## Instructions to follow
For each line in the data below that holds "club", return a copy.

## Data supplied
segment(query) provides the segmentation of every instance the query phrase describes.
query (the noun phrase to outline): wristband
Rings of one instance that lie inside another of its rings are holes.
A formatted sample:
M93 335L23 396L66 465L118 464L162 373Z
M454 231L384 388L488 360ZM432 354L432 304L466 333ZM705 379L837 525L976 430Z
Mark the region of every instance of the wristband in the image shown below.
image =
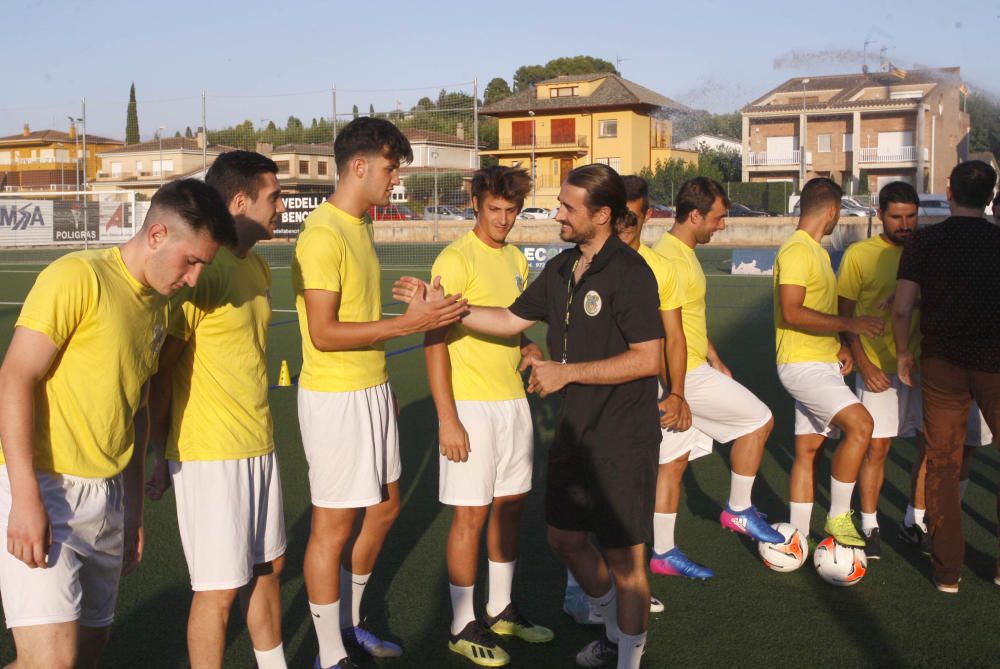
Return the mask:
M667 395L667 397L671 397L671 396L673 396L673 397L679 397L679 398L681 398L681 402L684 402L685 404L687 404L687 400L684 399L683 395L678 395L677 393L670 393L670 395Z

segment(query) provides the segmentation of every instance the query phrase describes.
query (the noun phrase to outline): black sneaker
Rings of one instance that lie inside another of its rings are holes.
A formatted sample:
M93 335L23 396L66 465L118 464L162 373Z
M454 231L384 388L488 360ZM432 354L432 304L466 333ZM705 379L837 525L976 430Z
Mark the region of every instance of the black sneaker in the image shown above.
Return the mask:
M882 559L882 539L879 537L878 528L873 527L863 532L865 538L865 557L869 560Z
M477 621L470 621L461 632L448 640L448 649L481 667L503 667L510 664L510 655L497 645L494 637Z
M924 555L931 554L931 537L919 525L900 525L899 538L910 546L920 549Z

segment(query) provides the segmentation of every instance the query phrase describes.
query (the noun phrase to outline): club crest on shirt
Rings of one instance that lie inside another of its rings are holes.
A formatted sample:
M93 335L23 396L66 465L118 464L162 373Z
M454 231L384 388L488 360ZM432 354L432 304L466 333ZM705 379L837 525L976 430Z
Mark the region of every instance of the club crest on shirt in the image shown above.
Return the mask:
M601 313L601 296L596 290L588 290L583 297L583 313L596 316Z
M166 331L163 329L163 325L157 323L153 326L153 353L159 353L160 347L163 346L163 339L166 336Z
M524 292L524 277L520 274L514 276L514 283L517 285L517 292Z

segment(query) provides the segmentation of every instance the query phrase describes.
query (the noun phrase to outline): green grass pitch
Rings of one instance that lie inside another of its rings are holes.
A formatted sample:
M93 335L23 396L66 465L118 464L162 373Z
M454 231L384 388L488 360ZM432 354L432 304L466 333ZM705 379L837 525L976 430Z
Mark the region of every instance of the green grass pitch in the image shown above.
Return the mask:
M385 311L400 305L388 296L392 280L403 273L427 276L437 247L380 250L383 257ZM276 383L287 360L292 374L301 365L299 331L290 286L289 247L268 248L274 268L269 368ZM401 256L401 257L397 257ZM772 409L776 424L768 443L755 501L772 520L787 520L788 470L792 462L792 401L774 370L769 278L728 275L727 249L703 249L709 275L709 332L737 379ZM33 257L44 262L48 258ZM28 261L30 262L30 261ZM410 266L407 267L406 265ZM26 264L11 252L0 255L0 350L6 350L19 303L42 264ZM529 335L544 340L544 327ZM451 512L437 501L437 419L424 372L421 339L390 342L389 373L401 402L402 512L390 532L365 594L363 613L372 629L399 641L404 655L375 661L356 656L367 667L471 667L446 648L450 604L444 541ZM95 373L100 373L96 371ZM0 398L2 401L2 398ZM506 641L514 667L571 667L573 655L596 638L595 628L575 625L561 611L563 566L545 542L541 489L552 436L555 400L532 397L536 426L535 490L529 498L515 599L533 620L551 627L556 640L532 646ZM316 641L302 579L302 557L309 533L309 491L295 409L294 388L274 388L271 409L282 468L288 532L283 574L283 628L290 667L311 667ZM938 667L996 666L995 617L1000 589L993 585L997 525L994 513L1000 458L982 448L975 455L965 500L968 539L961 593L936 592L927 560L895 538L909 490L913 444L897 440L886 467L880 503L884 557L869 565L854 588L823 583L811 565L778 574L758 560L747 539L720 529L718 515L728 493L728 446L695 461L685 477L678 517L679 545L716 576L707 583L653 577L653 593L666 612L650 620L644 667L730 667L774 664L819 666ZM822 529L821 509L828 501L829 459L824 460L814 533ZM177 533L172 494L147 502L146 551L139 570L122 582L117 618L104 655L107 667L187 666L185 626L189 582ZM485 557L481 557L477 610L485 598ZM9 632L0 635L0 662L14 657ZM992 658L992 659L991 659ZM227 667L252 667L253 656L241 616L234 611L226 649Z

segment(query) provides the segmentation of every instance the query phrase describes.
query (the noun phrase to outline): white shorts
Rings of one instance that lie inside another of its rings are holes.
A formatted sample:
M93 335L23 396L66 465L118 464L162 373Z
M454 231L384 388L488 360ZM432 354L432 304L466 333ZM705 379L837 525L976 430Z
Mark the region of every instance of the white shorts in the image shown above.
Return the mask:
M868 409L875 421L872 439L912 437L923 431L923 393L919 381L908 386L895 374L887 374L892 387L875 393L865 388L861 374L855 375L854 389L861 404Z
M485 506L494 497L531 490L535 435L528 400L460 400L455 407L469 435L469 459L439 456L441 503Z
M888 437L912 437L924 429L923 392L920 390L920 377L915 376L914 384L908 386L899 380L895 374L889 374L892 387L881 393L873 393L865 389L864 379L860 374L855 379L855 390L858 398L875 421L873 439ZM979 405L975 402L969 409L969 419L966 425L965 444L967 446L989 446L993 443L993 432Z
M35 472L52 526L48 568L32 569L0 547L0 597L7 627L114 620L124 546L121 476L90 479ZM0 536L7 536L10 479L0 466Z
M360 509L399 480L399 431L388 383L327 393L299 388L299 430L313 506Z
M771 420L771 410L756 395L707 363L684 377L684 397L691 409L691 428L663 430L660 464L685 454L689 460L708 455L713 441L728 443Z
M858 404L836 362L790 362L778 365L778 379L795 399L795 434L839 437L830 421L840 411Z
M170 461L177 525L192 590L230 590L285 553L274 451L239 460Z
M989 446L992 443L993 431L990 430L990 426L986 424L986 417L983 416L983 412L979 410L979 405L973 402L972 408L969 409L969 422L966 427L965 445Z

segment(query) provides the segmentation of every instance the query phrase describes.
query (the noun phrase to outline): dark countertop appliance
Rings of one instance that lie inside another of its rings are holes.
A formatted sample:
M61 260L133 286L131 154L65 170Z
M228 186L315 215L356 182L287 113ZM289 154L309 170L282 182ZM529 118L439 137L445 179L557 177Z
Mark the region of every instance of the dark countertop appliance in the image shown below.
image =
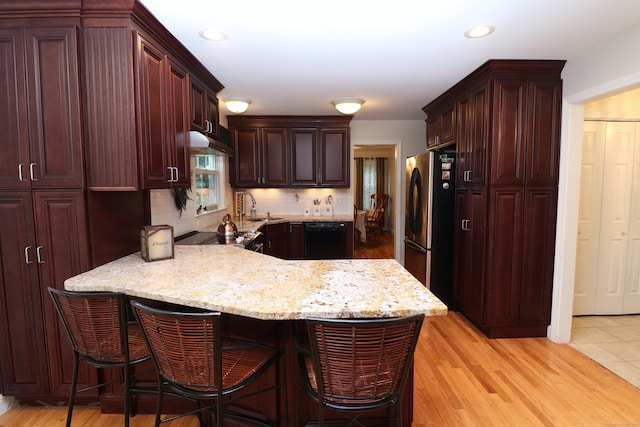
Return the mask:
M345 222L305 222L305 259L346 259L349 228Z
M254 252L263 252L264 248L264 234L260 231L255 233L239 233L239 237L242 237L241 242L233 241L220 241L218 233L215 231L190 231L189 233L182 234L174 239L176 245L236 245L249 249Z

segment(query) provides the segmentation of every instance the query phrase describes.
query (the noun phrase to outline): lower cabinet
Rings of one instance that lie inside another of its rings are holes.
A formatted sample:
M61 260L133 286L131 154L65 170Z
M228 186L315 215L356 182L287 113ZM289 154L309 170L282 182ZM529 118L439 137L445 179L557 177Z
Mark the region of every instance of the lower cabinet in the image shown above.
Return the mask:
M265 226L264 253L282 259L289 258L289 224L267 224Z
M457 192L454 304L490 338L546 336L556 202L549 187Z
M289 223L289 259L304 259L304 223Z
M73 356L47 287L90 268L83 191L0 192L0 253L0 393L59 404ZM79 384L95 380L83 367Z

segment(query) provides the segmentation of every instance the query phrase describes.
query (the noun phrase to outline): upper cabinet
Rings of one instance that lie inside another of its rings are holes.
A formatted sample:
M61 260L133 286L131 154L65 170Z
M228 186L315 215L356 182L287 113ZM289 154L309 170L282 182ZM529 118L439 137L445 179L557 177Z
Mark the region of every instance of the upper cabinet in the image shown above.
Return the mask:
M84 12L89 188L189 187L189 130L217 137L222 84L140 3Z
M190 187L187 71L142 35L137 69L144 188Z
M455 104L427 112L427 148L445 147L454 143Z
M350 117L233 116L235 187L349 187Z
M75 26L0 28L0 188L82 188Z
M191 129L220 138L218 97L195 76L191 76Z

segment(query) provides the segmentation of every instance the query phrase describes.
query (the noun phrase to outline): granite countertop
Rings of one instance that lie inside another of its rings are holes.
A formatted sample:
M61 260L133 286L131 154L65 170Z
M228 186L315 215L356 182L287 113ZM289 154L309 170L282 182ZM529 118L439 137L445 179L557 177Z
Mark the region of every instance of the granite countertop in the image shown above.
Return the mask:
M134 253L64 282L263 320L447 314L397 261L289 261L233 245L176 246L174 258Z

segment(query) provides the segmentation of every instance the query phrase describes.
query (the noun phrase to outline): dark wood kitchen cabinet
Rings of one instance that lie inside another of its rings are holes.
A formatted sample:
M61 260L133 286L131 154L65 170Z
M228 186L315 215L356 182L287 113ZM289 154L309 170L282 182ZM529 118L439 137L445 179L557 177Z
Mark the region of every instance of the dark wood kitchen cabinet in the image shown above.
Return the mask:
M137 87L144 188L190 188L188 74L141 34Z
M68 398L73 354L47 287L90 268L82 190L0 192L0 392L24 402ZM83 366L79 384L95 383ZM97 390L81 397L95 401Z
M267 224L264 227L264 253L282 259L289 259L289 224Z
M304 257L304 223L289 223L289 259L305 259Z
M230 126L233 121L229 119ZM236 187L286 187L289 183L287 130L277 127L233 127Z
M139 2L83 13L89 188L189 187L188 132L217 111L222 84Z
M490 60L455 102L454 308L492 338L546 336L564 61Z
M191 82L191 129L198 130L215 140L220 139L218 97L197 77Z
M427 149L455 143L455 111L455 104L449 102L427 112Z
M135 0L3 0L0 73L0 394L66 404L73 358L47 286L140 248L142 136L188 170L191 79L210 111L223 86Z
M349 117L228 120L236 153L231 163L234 187L349 187Z
M349 129L291 129L291 187L349 187Z
M46 23L0 28L0 188L84 185L77 28Z

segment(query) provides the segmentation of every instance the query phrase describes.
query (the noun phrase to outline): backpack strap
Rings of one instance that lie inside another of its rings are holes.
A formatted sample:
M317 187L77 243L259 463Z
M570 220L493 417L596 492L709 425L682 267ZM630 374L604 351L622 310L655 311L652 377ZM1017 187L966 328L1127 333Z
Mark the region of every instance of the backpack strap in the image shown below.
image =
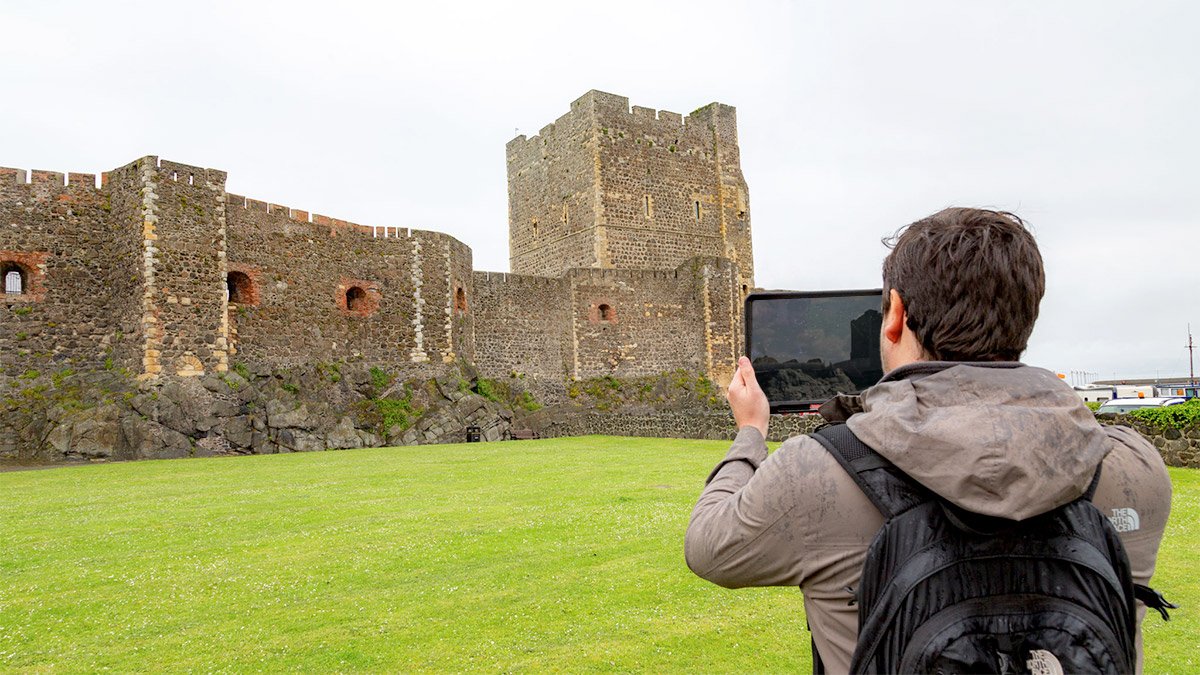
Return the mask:
M1179 609L1179 605L1164 598L1162 593L1142 584L1133 585L1133 597L1141 600L1142 604L1150 609L1158 610L1163 621L1171 620L1171 615L1167 614L1168 609Z
M811 436L850 474L885 520L930 500L928 490L860 441L845 424L821 427Z

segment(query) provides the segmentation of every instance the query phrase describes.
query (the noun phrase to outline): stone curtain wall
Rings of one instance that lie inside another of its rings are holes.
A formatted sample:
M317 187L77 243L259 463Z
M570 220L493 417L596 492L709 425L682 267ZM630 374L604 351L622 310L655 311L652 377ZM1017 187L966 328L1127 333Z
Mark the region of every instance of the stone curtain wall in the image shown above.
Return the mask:
M670 272L573 270L571 375L638 377L677 368L721 385L740 348L737 266L695 258ZM598 311L609 308L608 320Z
M486 377L532 376L551 402L566 379L683 369L725 384L740 353L737 281L736 265L701 258L562 278L477 272L476 363Z
M568 277L571 377L637 377L675 368L705 372L702 287L690 268L579 269Z
M562 277L476 272L470 311L480 373L531 376L540 398L561 401L571 368L571 289Z
M767 440L779 442L814 431L823 423L819 415L771 415ZM729 413L662 412L642 415L619 413L579 414L547 425L547 438L562 436L640 436L646 438L700 438L733 440L737 435Z
M461 242L228 199L231 269L257 280L256 302L229 311L232 361L363 361L407 378L475 358L471 251ZM347 300L353 288L362 307ZM458 289L465 311L455 310Z
M83 364L140 366L142 241L132 167L105 175L0 168L0 381Z

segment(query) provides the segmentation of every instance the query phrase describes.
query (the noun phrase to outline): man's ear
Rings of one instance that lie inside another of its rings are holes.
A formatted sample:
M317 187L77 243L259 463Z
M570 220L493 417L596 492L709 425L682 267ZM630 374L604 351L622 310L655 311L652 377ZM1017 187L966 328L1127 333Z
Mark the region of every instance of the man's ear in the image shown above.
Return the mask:
M904 325L908 321L908 313L904 311L904 301L896 289L888 291L888 310L883 317L883 339L892 344L899 344L904 334Z

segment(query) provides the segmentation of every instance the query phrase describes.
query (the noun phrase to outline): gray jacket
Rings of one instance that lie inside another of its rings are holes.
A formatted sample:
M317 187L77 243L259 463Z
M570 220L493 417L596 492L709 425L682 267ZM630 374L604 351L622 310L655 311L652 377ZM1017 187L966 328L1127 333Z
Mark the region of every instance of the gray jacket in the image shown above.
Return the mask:
M1154 446L1103 427L1053 373L1020 364L918 363L827 417L941 497L977 513L1023 520L1083 494L1103 462L1094 502L1117 525L1135 583L1148 584L1171 505ZM688 566L729 588L799 586L829 672L849 669L857 588L883 520L823 446L788 439L770 456L755 429L738 432L688 524ZM1141 617L1138 612L1138 669Z

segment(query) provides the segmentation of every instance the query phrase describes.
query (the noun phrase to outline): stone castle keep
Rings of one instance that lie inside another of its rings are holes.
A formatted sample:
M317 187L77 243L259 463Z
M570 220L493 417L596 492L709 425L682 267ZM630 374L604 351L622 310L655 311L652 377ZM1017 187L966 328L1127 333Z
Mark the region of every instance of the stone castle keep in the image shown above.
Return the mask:
M466 362L539 391L673 369L727 382L753 287L736 115L591 91L508 143L511 273L437 232L358 225L143 157L0 168L3 382L66 367L143 382L361 362Z

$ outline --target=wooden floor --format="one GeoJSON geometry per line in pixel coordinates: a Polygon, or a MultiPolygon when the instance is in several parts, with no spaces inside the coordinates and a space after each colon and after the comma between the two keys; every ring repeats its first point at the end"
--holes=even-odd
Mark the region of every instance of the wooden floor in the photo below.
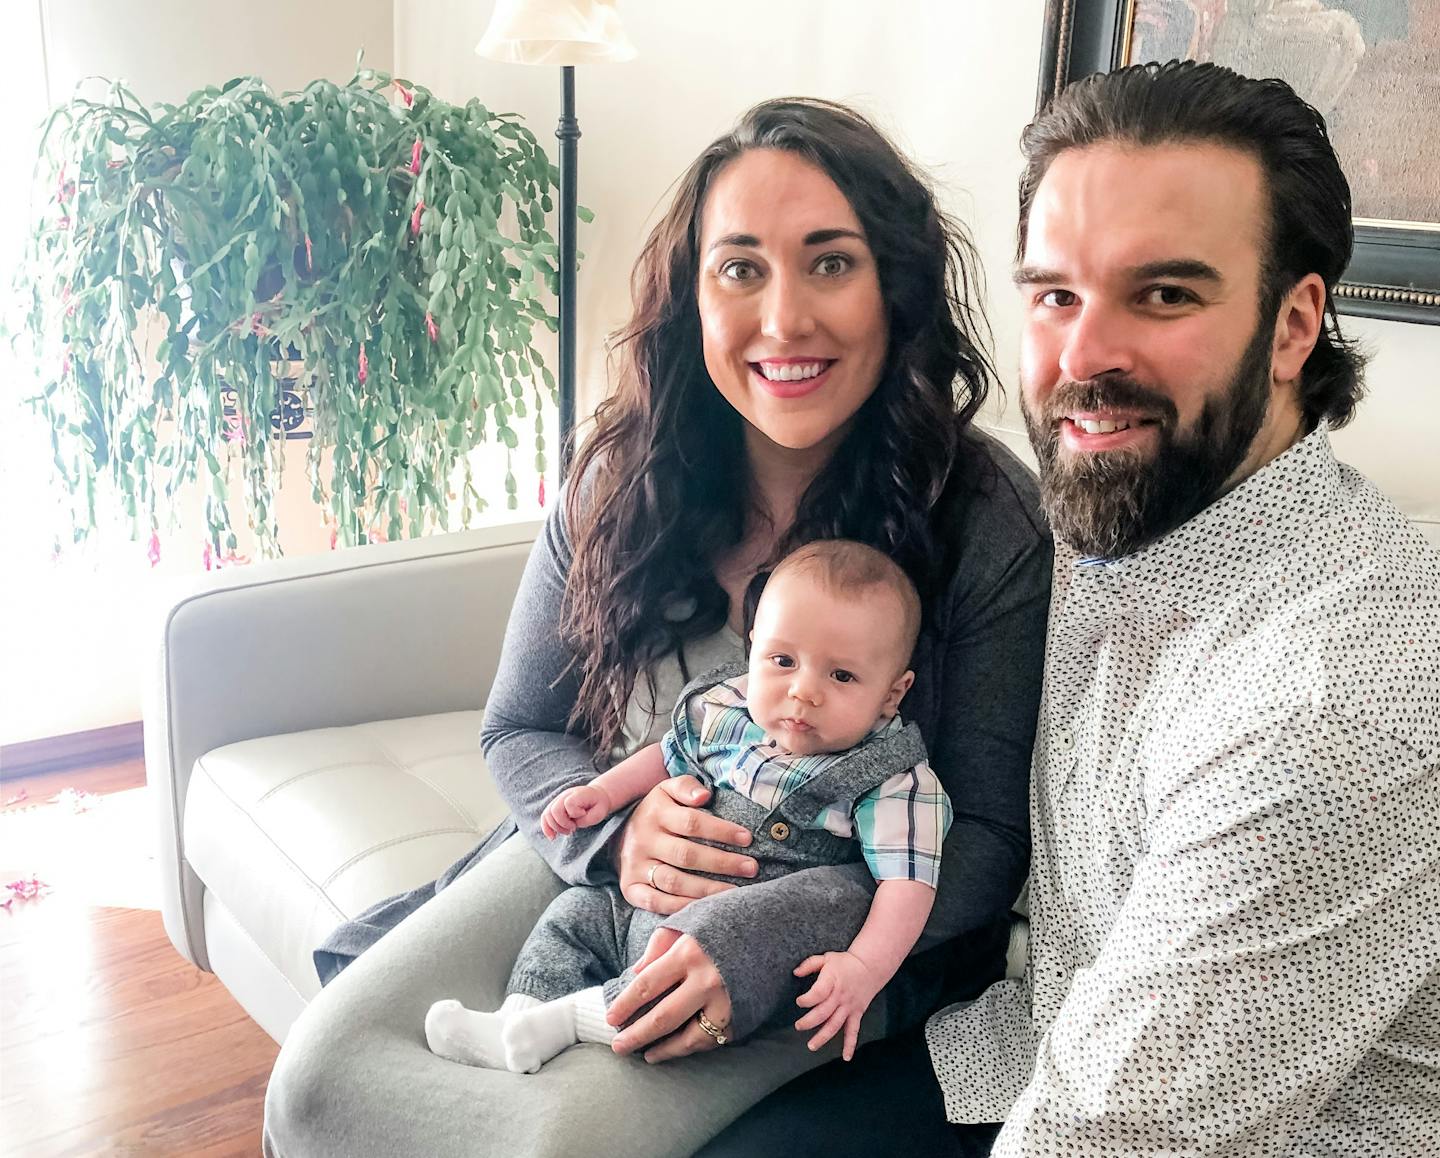
{"type": "MultiPolygon", "coordinates": [[[[7,780],[0,795],[144,782],[132,760],[7,780]]],[[[0,1155],[258,1154],[277,1050],[175,951],[159,913],[61,893],[0,910],[0,1155]]]]}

## Written answer
query (the noun phrase to outline): club crest on shirt
Mark the region of every instance of the club crest on shirt in the image shown above.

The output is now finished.